Directions:
Gather every line in the listing below that contains the string "pebble", and copy each line in full. Treat the match as case-sensitive.

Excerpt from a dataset
────────────────
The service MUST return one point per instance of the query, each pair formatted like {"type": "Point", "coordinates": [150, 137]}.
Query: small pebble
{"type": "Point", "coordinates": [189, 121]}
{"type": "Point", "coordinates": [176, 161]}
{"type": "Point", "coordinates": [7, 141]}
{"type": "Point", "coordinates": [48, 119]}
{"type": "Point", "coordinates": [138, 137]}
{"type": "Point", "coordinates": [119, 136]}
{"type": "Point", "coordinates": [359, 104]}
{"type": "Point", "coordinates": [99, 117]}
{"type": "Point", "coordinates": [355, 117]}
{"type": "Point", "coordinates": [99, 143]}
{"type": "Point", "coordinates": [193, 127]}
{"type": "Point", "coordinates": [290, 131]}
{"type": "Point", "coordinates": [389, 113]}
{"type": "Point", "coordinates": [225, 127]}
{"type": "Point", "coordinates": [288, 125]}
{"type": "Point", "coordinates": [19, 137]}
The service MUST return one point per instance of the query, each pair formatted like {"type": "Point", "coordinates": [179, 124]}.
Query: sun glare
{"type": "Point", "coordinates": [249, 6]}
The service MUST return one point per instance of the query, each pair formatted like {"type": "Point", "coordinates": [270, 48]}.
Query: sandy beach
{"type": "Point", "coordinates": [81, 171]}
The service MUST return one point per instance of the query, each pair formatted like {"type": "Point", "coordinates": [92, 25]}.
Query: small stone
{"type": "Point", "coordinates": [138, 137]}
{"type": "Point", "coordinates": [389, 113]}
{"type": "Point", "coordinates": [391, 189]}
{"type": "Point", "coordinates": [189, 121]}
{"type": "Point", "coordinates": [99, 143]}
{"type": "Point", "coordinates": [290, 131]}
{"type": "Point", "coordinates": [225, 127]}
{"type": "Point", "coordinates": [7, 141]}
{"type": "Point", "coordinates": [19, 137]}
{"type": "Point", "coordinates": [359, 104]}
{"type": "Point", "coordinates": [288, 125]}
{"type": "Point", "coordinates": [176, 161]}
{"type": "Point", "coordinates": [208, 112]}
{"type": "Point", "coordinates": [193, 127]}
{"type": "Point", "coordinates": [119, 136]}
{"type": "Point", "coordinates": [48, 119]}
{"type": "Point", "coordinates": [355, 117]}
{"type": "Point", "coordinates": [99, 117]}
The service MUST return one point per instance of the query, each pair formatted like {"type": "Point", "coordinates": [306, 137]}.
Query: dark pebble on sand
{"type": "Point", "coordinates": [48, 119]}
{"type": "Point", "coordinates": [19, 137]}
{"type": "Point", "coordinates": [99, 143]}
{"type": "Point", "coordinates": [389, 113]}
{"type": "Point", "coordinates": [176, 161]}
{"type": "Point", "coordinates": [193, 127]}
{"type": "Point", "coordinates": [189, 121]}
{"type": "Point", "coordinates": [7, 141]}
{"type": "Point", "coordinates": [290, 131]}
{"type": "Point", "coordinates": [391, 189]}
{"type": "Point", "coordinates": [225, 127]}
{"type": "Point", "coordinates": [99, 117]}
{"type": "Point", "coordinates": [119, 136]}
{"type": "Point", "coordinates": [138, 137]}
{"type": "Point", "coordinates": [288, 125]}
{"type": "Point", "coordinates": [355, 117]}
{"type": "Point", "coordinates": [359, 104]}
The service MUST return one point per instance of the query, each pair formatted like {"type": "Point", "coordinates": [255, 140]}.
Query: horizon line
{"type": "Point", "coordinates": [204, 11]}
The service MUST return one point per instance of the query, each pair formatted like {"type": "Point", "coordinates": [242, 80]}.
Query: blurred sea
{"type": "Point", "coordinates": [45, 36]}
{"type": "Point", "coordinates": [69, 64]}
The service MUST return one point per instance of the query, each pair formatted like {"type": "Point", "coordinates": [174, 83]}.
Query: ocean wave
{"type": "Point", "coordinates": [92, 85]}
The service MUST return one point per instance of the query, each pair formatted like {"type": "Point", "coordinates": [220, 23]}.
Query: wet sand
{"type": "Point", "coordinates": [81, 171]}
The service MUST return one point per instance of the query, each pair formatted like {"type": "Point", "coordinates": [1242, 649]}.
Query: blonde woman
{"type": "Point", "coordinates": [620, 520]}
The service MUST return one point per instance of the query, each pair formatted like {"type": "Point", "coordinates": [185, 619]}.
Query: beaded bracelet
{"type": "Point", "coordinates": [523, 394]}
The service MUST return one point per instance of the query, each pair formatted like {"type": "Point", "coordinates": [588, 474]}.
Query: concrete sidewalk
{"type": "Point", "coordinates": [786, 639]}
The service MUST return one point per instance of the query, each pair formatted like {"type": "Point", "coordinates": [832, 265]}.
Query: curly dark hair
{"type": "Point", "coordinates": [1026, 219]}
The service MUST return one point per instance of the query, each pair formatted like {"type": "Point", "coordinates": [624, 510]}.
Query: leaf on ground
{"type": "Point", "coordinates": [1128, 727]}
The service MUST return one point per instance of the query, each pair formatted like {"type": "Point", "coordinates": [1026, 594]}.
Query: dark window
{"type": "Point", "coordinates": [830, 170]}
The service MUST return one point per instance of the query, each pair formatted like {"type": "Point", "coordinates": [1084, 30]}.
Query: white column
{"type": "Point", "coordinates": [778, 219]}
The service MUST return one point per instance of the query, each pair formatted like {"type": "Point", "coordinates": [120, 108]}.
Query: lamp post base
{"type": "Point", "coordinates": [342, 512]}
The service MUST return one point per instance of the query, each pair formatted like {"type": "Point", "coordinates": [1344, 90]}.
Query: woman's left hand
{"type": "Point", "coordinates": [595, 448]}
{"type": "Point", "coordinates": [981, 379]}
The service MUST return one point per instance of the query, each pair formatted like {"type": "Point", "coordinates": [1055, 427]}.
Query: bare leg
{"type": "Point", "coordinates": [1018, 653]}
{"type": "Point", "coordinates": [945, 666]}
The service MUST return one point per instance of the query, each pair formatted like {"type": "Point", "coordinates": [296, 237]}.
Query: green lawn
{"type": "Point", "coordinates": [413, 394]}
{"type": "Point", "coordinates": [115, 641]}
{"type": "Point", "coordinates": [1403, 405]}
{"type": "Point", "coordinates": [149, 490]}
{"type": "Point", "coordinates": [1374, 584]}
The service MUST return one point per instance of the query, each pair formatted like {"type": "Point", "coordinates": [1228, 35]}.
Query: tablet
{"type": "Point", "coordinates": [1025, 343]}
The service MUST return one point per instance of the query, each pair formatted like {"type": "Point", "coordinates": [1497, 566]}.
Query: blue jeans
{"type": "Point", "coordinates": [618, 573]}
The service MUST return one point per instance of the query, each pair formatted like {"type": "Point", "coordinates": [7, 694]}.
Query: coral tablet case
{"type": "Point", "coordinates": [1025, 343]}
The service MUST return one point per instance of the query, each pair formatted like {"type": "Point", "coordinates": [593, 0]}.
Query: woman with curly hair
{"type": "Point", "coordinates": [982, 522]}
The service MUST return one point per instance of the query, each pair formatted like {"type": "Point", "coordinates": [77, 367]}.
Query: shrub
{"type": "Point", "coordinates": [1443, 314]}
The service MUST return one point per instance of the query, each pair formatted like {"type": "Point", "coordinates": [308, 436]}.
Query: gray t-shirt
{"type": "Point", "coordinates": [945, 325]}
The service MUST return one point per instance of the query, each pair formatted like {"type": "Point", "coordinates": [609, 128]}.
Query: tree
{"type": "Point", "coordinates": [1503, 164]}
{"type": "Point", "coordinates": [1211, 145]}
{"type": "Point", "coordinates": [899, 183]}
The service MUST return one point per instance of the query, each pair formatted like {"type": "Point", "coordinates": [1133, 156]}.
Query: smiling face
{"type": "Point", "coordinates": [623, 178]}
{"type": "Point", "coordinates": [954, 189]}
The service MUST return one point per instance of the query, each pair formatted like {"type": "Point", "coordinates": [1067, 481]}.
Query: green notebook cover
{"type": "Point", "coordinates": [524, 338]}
────────────────
Answer to this problem:
Query: small pebble
Query: dark pebble on sand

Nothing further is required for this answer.